Extract to read:
So how is school? I'm doing an extra year. Retarded, but I have to, in order to do Physics Education. Not PE, but Education concerning Physics. I think I want to be a math teacher. And being a substitute would be so awesome. My dream jobs are:

1. Writer
2. Rock star
3. Working at/owning a good record/book store
4. Teacher

There are other ones, too, like truck driver, Disneyland employee, park ranger, and a couple of others, but those are the main ones. Really, I have my entire life to work on the first two.

School last quarter... sucked. School this quarter is starting off great! My education class, Intro to Teaching Math, is a bit of a joke. So much of a joke that I have trouble putting much effort towards it at all. My math class, Intro to Proofs, is fucking awesome. It would've really helped to have taken that class BEFORE taking a bunch of upper-division physics, but oh well. I'm basically done with upper-division physics, anyway. Just one more class, a 5-unit advanced laboratory. This class just... makes sense, like most other math classes I took before college. My third class, French 5, is great! The play I'm reading right now is hard as hell, though. French has been my easiest class here, which has surprised and delighted me. J'aime le français! Je voudrais du thé noir et une madeleine, s'il vous plaît! Pronunciation is still tough, but I just need to study more. I study by doing my homework before class, and I've gotten all A's and B+'s so far. Should've been a French major...

I also got a job downtown, at Graphfix, a framing shop that also sells weird-ass novelties. It's not a bad job, not bad at all! Spencer got me the job and he's just quit, but I'm still going at it. I actually got the job about six months ago. It's already been six months, wow. Working downtown allows for awesome people-watching.

It's also been nice as hell weather-wise. For two weeks it's been 75˚, and it's supposed to be like that for at least another week! Ridiculous.Feels like a good time to start writing poetry again.

I've been reading a fair amount, too. Now I don't know what to read next. I can choose a story from my new Philip K. Dick collection, either A Scanner Darkly or Flow My Tears, the Policeman Said. I could also read The Season of the Witch, a 60s hippie tale from the guy who wrote Midnight Cowboy. Or I could re-read The Unbearable Lightness of Being, or the quintessential choice, Portrait of the Artist. I also have a new New Yorker, subscription, thanks to Justine!
 
 
Current Music: Broken Bells - The High Road | Powered by Last.fm
 
 
Cameron
23 September 2010 @ 11:19 pm
Today was the first day of school, the final nail in the coffin of summer. The fact that the autumnal equinox was actually last night at 11pm is a good coincidence, too. This entire summer has seemed to pass by so slooowwly here in Santa Cruz. This was definitely the coldest summer of my life. Of course, though, in the last week or two I had the sudden realization that summer was almost over. I had fun, though. I've been riding my bike around still. Huge waves wiped me out at the beach the other day, which is always awesome. I like to lie on my back and wait for the wave to suck me towards it. It always manages to drag me into just the right location so that the wave will crash right on me. The scariest is when the wave pulls you up along with it to the very tip top of its journey before crashing over itself, guaranteeing a crazy wipeout. I try to dive out of the way at the last second, or ride it back to shore, but it definitely catches me off-guard sometimes. And sometimes I just face away from the wave and guess when it'll hit me.

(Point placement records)
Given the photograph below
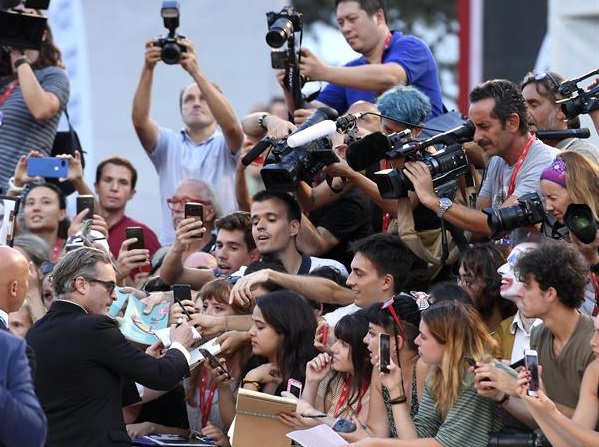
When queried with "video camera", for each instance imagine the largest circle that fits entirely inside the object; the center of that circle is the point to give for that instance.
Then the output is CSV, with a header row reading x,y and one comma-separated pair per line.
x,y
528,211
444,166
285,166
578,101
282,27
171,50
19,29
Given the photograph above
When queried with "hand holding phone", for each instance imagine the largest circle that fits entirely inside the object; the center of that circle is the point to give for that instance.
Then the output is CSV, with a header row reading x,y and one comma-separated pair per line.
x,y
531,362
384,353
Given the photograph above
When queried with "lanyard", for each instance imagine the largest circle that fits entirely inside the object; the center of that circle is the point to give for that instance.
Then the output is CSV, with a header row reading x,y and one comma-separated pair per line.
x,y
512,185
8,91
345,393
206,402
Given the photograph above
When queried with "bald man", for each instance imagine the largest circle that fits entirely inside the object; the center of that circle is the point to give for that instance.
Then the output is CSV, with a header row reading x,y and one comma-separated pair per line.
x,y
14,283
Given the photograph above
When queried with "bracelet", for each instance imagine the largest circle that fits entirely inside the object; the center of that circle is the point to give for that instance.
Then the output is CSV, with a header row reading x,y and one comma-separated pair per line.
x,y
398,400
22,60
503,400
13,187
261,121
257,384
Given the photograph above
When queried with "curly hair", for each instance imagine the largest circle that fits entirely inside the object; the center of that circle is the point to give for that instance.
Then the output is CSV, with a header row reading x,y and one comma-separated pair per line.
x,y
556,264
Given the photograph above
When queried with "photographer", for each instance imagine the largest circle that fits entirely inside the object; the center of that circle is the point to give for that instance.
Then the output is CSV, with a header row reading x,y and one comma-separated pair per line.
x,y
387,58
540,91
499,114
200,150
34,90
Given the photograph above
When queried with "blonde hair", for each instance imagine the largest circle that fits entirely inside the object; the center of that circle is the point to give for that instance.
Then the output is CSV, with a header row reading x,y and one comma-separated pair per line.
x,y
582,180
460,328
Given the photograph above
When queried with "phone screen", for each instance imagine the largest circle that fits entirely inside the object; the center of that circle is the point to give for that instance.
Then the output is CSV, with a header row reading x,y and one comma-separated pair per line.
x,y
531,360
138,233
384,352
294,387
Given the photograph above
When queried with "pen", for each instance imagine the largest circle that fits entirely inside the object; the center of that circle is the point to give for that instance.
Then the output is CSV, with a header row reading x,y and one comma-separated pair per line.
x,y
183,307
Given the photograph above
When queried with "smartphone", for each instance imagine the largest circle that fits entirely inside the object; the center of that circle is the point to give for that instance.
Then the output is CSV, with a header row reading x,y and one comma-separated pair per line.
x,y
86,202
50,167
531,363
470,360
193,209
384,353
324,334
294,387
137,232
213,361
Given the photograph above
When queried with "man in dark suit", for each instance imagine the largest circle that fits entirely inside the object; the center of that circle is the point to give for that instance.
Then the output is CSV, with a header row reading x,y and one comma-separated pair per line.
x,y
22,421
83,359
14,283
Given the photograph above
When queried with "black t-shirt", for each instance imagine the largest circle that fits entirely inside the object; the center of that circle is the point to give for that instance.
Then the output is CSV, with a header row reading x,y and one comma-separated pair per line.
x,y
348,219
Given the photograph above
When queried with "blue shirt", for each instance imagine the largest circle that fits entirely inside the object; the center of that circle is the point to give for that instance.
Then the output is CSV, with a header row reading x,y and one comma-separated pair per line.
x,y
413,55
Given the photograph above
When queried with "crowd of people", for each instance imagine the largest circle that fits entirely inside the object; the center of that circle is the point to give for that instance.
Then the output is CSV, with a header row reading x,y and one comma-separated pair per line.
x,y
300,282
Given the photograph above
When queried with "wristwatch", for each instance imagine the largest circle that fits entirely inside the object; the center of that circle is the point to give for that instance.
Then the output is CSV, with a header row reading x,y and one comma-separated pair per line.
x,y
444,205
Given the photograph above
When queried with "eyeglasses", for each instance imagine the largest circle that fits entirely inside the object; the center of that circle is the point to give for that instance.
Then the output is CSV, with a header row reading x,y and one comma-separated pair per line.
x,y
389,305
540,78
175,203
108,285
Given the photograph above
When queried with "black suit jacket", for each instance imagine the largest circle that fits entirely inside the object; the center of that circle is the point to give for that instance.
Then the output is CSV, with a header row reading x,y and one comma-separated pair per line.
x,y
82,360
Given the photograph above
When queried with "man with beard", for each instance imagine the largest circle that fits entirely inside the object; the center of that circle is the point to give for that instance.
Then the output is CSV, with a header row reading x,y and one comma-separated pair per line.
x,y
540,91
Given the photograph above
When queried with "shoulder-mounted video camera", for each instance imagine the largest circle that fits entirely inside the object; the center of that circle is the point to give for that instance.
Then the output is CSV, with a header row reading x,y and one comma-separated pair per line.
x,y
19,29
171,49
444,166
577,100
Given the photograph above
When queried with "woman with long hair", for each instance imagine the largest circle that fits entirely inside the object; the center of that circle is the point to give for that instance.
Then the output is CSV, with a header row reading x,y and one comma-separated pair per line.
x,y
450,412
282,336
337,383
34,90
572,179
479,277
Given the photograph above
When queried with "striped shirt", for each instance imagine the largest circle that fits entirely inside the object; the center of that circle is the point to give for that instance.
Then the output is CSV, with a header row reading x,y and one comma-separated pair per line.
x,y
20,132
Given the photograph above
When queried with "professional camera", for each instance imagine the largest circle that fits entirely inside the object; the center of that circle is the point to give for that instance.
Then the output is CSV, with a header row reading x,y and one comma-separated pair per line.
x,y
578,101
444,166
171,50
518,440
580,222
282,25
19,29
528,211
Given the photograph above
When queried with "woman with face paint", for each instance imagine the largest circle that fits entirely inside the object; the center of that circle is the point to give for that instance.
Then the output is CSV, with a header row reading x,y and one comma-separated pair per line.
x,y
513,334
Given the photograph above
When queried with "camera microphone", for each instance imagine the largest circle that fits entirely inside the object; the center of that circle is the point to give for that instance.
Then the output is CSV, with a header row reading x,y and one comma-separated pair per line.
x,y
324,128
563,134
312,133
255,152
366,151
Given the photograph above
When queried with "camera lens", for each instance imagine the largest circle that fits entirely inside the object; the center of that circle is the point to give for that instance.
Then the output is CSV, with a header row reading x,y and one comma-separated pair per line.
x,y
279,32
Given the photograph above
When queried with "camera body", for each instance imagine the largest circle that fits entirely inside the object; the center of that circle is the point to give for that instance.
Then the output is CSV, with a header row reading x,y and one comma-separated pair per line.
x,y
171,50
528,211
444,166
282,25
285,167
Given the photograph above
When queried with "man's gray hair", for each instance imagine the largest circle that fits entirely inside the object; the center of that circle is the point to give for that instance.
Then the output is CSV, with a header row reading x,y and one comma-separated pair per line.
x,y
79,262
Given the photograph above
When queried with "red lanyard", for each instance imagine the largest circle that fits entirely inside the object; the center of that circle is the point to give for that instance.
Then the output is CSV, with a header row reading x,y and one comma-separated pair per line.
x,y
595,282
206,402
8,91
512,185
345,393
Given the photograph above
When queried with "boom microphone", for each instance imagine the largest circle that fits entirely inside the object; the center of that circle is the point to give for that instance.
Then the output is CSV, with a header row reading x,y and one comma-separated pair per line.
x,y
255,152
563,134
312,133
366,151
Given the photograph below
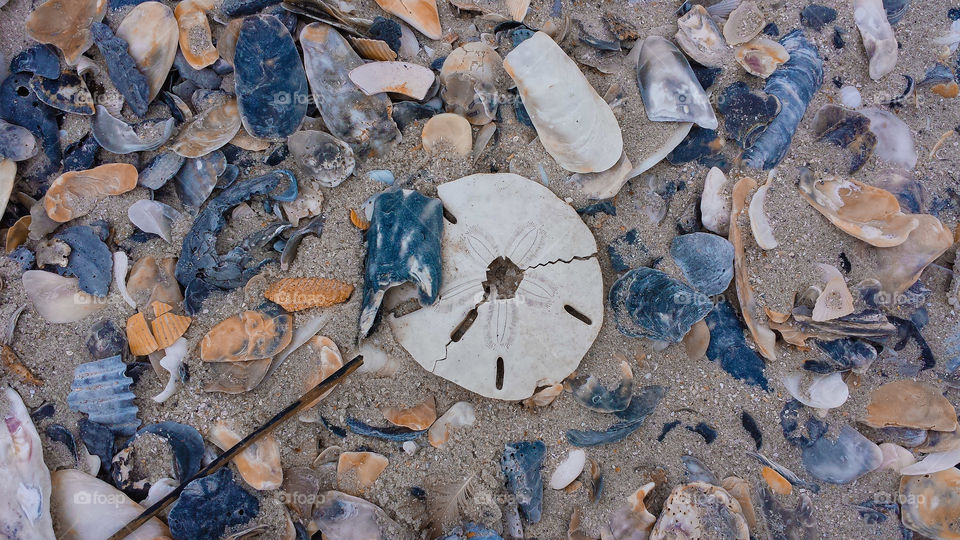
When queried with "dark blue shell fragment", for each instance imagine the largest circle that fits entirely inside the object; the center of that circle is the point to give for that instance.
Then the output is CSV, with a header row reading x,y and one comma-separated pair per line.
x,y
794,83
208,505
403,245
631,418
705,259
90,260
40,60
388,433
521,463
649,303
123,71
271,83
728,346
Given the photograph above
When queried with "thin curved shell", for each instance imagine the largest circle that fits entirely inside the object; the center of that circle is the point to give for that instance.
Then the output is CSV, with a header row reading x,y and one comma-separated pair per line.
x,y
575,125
==
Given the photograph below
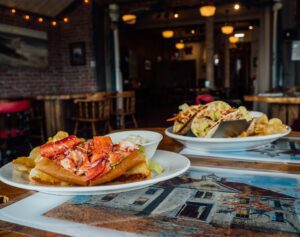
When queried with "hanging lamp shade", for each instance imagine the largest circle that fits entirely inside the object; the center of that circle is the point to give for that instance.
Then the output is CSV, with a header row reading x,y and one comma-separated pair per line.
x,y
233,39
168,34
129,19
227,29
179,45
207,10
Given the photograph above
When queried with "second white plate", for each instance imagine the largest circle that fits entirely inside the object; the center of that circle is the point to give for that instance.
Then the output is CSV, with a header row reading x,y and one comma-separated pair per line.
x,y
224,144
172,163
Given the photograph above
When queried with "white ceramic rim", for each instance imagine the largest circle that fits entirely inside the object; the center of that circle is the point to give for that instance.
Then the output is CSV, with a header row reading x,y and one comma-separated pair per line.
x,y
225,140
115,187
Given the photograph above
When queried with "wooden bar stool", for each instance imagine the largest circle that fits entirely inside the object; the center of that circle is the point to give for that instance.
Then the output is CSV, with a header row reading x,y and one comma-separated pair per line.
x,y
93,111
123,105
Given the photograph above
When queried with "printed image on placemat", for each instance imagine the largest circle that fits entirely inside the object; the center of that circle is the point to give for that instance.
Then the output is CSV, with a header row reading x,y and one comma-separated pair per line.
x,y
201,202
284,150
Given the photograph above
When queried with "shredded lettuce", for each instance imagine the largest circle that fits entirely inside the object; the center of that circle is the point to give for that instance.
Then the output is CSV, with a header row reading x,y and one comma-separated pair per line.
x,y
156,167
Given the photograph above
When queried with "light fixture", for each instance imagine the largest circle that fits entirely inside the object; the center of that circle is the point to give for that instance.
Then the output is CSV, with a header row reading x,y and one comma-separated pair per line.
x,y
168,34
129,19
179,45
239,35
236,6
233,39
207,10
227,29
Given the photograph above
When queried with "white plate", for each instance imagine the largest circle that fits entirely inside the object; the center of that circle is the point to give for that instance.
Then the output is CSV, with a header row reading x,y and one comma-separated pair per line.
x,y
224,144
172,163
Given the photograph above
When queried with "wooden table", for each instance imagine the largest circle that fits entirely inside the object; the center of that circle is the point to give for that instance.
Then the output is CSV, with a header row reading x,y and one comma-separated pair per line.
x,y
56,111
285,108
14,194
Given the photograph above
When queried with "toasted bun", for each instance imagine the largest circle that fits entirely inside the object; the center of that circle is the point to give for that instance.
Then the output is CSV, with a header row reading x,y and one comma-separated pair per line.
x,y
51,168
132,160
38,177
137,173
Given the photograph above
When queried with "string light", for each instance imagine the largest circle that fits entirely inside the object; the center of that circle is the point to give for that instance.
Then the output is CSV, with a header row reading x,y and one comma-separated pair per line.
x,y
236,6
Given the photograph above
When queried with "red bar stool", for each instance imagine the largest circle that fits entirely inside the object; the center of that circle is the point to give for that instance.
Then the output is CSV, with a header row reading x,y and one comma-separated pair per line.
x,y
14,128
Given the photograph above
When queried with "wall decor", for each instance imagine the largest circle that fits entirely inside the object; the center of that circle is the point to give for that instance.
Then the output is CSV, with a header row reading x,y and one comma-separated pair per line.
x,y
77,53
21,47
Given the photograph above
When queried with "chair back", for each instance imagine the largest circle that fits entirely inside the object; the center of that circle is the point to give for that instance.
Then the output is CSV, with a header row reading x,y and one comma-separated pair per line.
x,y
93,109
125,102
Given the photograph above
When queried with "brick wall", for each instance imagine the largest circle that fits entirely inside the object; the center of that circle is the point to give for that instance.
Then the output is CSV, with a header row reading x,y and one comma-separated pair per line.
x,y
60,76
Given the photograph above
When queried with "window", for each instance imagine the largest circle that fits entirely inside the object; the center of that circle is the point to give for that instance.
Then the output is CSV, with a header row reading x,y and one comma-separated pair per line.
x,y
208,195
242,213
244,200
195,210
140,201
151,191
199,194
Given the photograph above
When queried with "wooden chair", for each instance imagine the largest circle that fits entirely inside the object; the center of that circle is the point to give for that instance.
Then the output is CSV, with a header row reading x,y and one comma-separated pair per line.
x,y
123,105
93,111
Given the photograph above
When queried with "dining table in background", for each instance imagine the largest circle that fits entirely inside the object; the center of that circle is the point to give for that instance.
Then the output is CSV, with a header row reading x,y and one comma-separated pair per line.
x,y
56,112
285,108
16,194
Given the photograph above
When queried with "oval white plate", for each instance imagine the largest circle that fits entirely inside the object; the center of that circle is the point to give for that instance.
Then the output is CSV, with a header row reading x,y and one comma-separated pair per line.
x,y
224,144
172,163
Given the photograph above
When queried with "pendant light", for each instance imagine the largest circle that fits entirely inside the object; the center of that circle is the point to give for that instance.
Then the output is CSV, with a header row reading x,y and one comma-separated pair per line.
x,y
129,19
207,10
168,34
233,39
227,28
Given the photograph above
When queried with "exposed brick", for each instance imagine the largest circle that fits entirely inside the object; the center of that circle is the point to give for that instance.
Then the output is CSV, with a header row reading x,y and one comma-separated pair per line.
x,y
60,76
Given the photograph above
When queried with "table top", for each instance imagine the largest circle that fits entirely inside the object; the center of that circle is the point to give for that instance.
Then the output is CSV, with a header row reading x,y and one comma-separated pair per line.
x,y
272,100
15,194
* * *
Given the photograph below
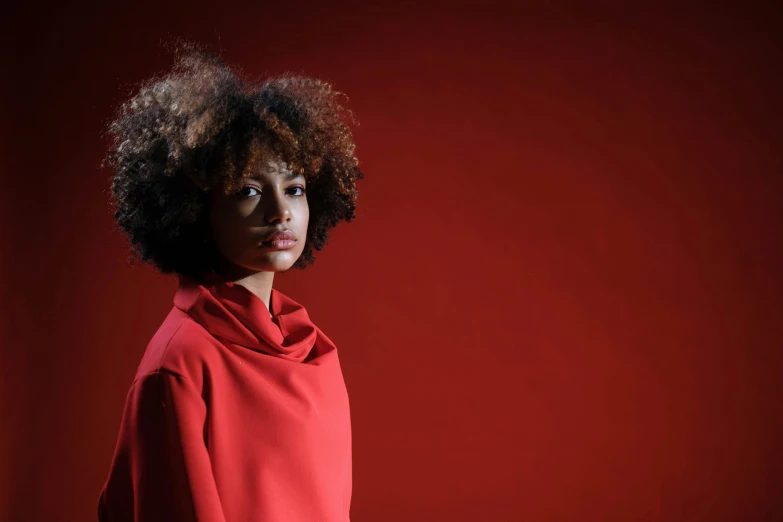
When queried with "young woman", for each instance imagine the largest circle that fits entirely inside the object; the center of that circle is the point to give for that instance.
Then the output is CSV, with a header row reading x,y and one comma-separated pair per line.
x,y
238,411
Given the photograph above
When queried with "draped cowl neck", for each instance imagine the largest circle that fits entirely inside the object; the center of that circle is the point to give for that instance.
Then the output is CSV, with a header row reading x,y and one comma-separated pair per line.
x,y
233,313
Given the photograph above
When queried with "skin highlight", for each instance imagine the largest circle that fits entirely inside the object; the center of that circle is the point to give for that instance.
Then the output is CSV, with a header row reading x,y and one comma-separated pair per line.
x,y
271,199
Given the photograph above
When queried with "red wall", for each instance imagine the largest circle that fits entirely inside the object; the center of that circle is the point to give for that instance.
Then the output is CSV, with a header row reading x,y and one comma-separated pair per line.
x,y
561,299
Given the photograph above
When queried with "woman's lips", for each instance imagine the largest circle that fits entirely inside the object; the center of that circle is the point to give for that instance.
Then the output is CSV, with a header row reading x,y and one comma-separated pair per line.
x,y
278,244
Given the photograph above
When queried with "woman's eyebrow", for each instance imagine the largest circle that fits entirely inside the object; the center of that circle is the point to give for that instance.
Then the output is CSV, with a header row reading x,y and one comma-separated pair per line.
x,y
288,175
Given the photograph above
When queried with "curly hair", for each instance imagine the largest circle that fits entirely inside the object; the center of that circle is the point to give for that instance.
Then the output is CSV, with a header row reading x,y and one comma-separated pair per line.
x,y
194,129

Given problem A:
Return the part of the blog post starting with "There are other" and going on through "the first two.".
Given problem B:
Take the blog post further, picking up after its final sentence.
The records have no connection to the blog post.

Final answer A:
There are other ones, too, like truck driver, Disneyland employee, park ranger, and a couple of others, but those are the main ones. Really, I have my entire life to work on the first two.

Final answer B:
After college I'm going to have to explore the world. I'm going to look up jobs that involve traveling to Europe and Asia. Because why not? I want to go somewhere crowded and active and exciting. Visiting LA last summer really gave me a lot of respect for it. Vegas too. I think I might have just been intoxicated by their buildings' brilliant sheen and glimmer, but it worked. Because I want to go back. Reading Bret Easton Ellis a lot and watching David Lynch a lot (I finished Twin Peaks, a brillliant series) has given me even more love for the city. Or, no, that's a bad word to use in reference to those two. Maybe "intrigue".


I finished Flaubert's Sentimental Educaton, which rocked, and now I'm starting on Hell House, a horror story by Richard Matheson, the guy who wrote I Am Legend. It's good so far, after about twenty pages. Next I'm reading more Cormac McCarthy, short stories of Amy Hempel and Borges (never stop reading Borges), and I'm still reading A People's History of the US as well.

I'll be back in Sac in a couple of weeks to have an eye appointment. The last time I was in Sac I ran into Zach Hill at a concert (Tera Melos, Religious Girls, Carson McWhirter) and I talked to him for about ten minutes about his music. He was such an awesome and nice guy. Maybe I'll see him again!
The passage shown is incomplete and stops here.